--- Start of Dataset rows ---
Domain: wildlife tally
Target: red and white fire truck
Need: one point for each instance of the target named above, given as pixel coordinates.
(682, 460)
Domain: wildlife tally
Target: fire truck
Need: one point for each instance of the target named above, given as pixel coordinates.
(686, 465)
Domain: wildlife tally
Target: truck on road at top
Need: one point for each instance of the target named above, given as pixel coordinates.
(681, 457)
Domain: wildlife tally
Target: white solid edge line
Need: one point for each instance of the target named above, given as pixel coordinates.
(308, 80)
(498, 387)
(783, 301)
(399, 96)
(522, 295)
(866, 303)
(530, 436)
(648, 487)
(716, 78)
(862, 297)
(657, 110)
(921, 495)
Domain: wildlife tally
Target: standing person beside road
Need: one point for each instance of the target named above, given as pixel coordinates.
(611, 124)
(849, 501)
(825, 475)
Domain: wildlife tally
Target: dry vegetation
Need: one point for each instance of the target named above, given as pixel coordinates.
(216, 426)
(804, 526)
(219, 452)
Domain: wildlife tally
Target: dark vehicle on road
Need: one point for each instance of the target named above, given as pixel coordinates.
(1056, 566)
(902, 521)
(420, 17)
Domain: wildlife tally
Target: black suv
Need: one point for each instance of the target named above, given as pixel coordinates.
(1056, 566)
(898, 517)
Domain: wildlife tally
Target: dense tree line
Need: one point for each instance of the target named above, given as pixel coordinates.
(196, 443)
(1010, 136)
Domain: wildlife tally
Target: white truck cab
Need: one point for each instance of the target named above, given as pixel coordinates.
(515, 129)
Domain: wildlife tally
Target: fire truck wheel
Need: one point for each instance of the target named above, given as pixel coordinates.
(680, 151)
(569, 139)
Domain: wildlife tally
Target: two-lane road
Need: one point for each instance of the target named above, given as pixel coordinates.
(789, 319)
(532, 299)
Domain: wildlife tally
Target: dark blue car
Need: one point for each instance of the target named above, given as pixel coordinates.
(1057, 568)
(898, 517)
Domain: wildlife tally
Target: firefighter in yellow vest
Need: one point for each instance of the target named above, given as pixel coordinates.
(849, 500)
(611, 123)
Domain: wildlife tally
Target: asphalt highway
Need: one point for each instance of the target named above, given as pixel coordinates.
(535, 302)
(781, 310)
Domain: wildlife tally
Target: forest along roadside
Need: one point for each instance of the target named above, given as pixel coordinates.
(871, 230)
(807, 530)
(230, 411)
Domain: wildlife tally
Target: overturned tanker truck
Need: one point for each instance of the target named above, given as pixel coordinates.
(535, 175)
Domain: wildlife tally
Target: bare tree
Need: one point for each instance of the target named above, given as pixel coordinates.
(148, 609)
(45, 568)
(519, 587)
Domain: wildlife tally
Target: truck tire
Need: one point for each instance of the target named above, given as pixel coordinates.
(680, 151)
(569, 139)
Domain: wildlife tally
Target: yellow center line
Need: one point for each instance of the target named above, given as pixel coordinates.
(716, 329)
--- End of Dataset rows ---
Return each line above that contains the word "yellow", copied in full. Only matches with the same capitalization count.

Target: firefighter in yellow vest
Target: yellow center line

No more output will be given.